When you reach a picture, leave it out; output everything else in the records exactly.

== Segment start ==

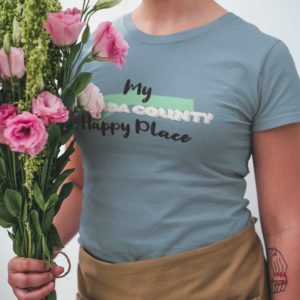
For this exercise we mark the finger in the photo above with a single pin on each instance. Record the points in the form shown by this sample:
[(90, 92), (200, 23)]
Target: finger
[(35, 294), (277, 286), (23, 265), (29, 280), (57, 270), (277, 267)]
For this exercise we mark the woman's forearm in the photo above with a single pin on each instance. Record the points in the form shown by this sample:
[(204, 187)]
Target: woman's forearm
[(284, 264), (68, 218)]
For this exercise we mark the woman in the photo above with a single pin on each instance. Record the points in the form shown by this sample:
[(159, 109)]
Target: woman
[(163, 215)]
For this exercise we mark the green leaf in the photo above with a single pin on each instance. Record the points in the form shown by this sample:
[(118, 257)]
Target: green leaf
[(49, 216), (36, 221), (65, 191), (11, 235), (38, 196), (54, 136), (54, 237), (86, 34), (6, 220), (80, 82), (68, 97), (2, 169), (45, 248), (17, 243), (13, 202), (60, 179), (67, 133), (52, 296), (44, 173), (63, 159), (51, 201), (74, 51)]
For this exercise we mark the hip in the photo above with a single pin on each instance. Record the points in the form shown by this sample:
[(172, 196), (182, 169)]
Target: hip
[(231, 269)]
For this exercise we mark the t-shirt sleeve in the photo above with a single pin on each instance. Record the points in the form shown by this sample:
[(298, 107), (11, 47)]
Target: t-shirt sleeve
[(279, 90)]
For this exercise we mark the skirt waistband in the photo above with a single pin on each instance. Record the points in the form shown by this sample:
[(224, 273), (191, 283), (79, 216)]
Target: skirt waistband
[(208, 252)]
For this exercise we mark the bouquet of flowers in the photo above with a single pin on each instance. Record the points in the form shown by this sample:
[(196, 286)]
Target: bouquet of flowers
[(40, 94)]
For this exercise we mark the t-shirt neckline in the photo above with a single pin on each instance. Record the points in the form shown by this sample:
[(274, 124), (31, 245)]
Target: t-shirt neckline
[(142, 36)]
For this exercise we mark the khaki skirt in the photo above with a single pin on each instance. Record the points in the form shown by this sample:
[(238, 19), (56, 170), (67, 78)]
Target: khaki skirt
[(231, 269)]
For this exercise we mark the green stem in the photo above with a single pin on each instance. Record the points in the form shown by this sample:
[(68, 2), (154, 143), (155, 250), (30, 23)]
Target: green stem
[(14, 170), (85, 60), (11, 79)]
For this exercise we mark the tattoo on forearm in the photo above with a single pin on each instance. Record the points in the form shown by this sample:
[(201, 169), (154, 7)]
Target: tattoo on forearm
[(277, 270)]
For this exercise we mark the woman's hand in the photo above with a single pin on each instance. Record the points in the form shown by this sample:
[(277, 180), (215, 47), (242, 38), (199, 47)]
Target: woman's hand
[(31, 279)]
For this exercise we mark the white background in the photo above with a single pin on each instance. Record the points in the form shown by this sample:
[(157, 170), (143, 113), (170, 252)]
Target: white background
[(276, 17)]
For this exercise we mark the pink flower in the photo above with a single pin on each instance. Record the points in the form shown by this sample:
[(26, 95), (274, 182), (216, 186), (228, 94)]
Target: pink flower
[(15, 60), (109, 45), (26, 133), (64, 27), (91, 100), (50, 108), (7, 110)]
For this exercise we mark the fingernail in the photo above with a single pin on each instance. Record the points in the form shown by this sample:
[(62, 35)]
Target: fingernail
[(51, 285)]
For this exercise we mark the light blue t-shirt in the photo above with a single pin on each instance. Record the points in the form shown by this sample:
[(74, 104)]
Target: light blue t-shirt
[(165, 166)]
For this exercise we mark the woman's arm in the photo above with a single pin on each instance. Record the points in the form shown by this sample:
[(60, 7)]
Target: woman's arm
[(68, 218), (276, 159)]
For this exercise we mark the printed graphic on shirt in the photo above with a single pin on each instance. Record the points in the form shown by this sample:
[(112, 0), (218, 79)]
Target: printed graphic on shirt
[(140, 101)]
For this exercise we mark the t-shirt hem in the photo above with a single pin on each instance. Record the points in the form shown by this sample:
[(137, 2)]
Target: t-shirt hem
[(276, 122)]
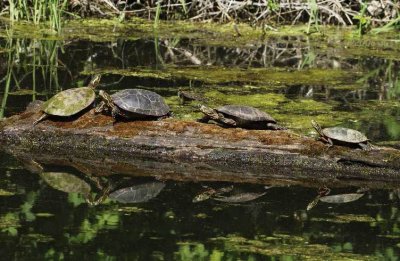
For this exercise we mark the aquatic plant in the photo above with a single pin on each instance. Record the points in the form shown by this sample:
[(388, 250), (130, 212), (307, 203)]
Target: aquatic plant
[(38, 11)]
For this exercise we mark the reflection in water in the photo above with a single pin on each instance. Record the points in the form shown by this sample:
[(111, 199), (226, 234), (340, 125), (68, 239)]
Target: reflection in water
[(171, 226), (138, 193), (63, 213)]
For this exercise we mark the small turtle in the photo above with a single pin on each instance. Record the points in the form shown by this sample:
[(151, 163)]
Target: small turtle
[(342, 136), (134, 104), (240, 116), (186, 96), (71, 101)]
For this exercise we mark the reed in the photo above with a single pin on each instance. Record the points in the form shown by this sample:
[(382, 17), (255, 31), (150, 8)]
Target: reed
[(38, 12)]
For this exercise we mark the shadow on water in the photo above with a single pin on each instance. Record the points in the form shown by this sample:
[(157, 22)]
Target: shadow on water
[(55, 211)]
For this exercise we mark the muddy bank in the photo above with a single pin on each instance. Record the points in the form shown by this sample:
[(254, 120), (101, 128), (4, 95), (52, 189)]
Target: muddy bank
[(189, 150)]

== Segment end ==

> Problem solution:
For this exercise we mark the finger in the photo above with a single pin on each instance. Record the points in the form shown by this sample:
[(90, 92), (200, 23)]
Target: finger
[(35, 294), (277, 286), (23, 265), (29, 280), (57, 270), (277, 267)]
For this exercise we mark the woman's forearm in the photo above with a single pin on each instance. Record the points in the form shown by this sample:
[(204, 187)]
Target: woman's forearm
[(284, 264), (68, 218)]
For this exercise we mark the woman in the photo above with a single pin on each instance. Record the points in the form shown by this sample:
[(159, 109)]
Target: woman
[(163, 215)]
For this exercise we mark the green leaf in the photo above with a single pin on each instance. Record the points in the form shown by this sample:
[(118, 257)]
Target: green leaf
[(49, 216), (36, 221), (65, 191), (11, 235), (38, 196), (54, 136), (54, 237), (86, 34), (6, 220), (80, 82), (68, 97), (2, 169), (45, 248), (17, 243), (13, 202), (60, 179), (67, 133), (52, 296), (44, 173), (63, 159), (51, 201), (74, 51)]
For this exercise we mark the hip in the photo above with a single pin on each instance. Record the points in the form shown by this sample:
[(172, 196), (182, 169)]
Target: hip
[(231, 269)]
For this exercise we mark the t-shirt sleeve in the photo above with a single pin on each instance. Record the points in the form shown by this sample:
[(298, 107), (11, 47)]
Target: t-shirt sleeve
[(279, 90)]
For this exercise we mark the skirt waistband in the photo above with a single pin on each instance. Record the points in the form shown by this sample:
[(224, 273), (191, 283), (79, 216)]
Target: skirt waistband
[(208, 252)]
For this exercise we mark the bouquet of flowers in the photo above with a single pin on each instance. Record the points in the form shown by this sample:
[(196, 286)]
Target: bouquet of flowers
[(40, 94)]
For this exercise we mark the t-shirt neckline in the photo above with a single pin on each instance. Record the points in the form shown by this sample:
[(274, 124), (31, 245)]
Target: t-shirt neckline
[(142, 36)]
For this exercise we mark the khaki skirt in the photo above with a single pin on each instance. Record the points in the form shown by this sample:
[(238, 19), (56, 170), (67, 78)]
Target: khaki skirt
[(231, 269)]
For this exercise we mark the green stem in the photo above with a single pin on each instance. Record the points in the form shown by this sample:
[(68, 2), (154, 143), (155, 250), (30, 23)]
Target: green stem
[(14, 170), (85, 60), (11, 79)]
For this exercise we mark the tattoo on forearm in the photo above with a single pin on each instance. Record the points in the form shown by this sample:
[(201, 169), (154, 7)]
Target: tattoo on forearm
[(277, 270)]
For this exercise we mark the woman's hand in the photo above with a single pin on each instance. Record the points in the form shown by this sample:
[(277, 180), (215, 47), (242, 38), (199, 47)]
Target: woman's hand
[(31, 279)]
For this exercise we mark the white background in the photo above with a single pin on each instance. Record the points in the form shown by this sample:
[(157, 170), (143, 113), (170, 252)]
Target: white background
[(276, 17)]
For this exercise we mark the pink flower in the photo above with a single pin on each instance. Record the points in the form shown by this sample:
[(26, 95), (274, 182), (216, 186), (228, 94)]
Target: pink flower
[(15, 60), (109, 45), (26, 133), (64, 27), (91, 100), (50, 108), (7, 110)]
For this exercise we mark the fingernail in the photo above with a single pin on each instance. Record the points in the form shown by this sample:
[(62, 35)]
Target: fingernail
[(51, 285)]
For this exercise we mark the light blue t-shirt in the photo above with a single pin on each instance. Record the points in the form shown by this sample:
[(74, 104)]
Target: light blue t-shirt
[(165, 166)]
For this exercise we mark the woman's arm in the photo above with a single pin on each instance. Record the points in the form shown by this sample:
[(60, 7)]
Target: woman's arm
[(68, 218), (276, 159)]
For this exercise we mark the printed graphic on shirt in the photo above with a single pin on each instance. Record the points in the form shown by this sample:
[(112, 0), (218, 79)]
Target: printed graphic on shirt
[(140, 101)]
For this exercise we mark the t-shirt hem in the photo above with a single pin on each instance. Record the points in the form shown by this sample:
[(137, 2)]
Target: t-shirt hem
[(276, 122)]
For this exercise we mark the aquatic plant in the photo above with a single pin on each instance. Record the points in the form shown by this sample:
[(388, 250), (130, 212), (307, 203)]
Target: aquatic plant
[(38, 11)]
For this exercise we mark the reflection in water in the photo above with a single pin on each instance. Record the points in the form shown by this sample:
[(111, 199), (226, 234), (340, 125), (68, 239)]
Target: reflection in water
[(171, 226), (138, 193), (63, 213)]
For this exercise we mark the small turtle in the photo above with a single pin on each instance. Record the points in the form shown by this sample:
[(151, 163)]
Target: small turtle
[(342, 136), (134, 104), (240, 116), (186, 96), (71, 101)]
For this exercise we mark the reed in the photo above with a single pin on each instance. Record the points in the form shown by this sample:
[(382, 17), (255, 31), (150, 8)]
Target: reed
[(38, 12)]
For this exercise we mark the shadow on water in the photo above with a single pin on each instance. Record the points in the form shown by this sample:
[(157, 22)]
Target: shadow on water
[(55, 211)]
For this exercise we mark the muddy bank in the photo above with a single pin on each instance. Record the points in the form shown by this sample:
[(254, 120), (101, 128), (4, 95), (52, 189)]
Target: muddy bank
[(189, 150)]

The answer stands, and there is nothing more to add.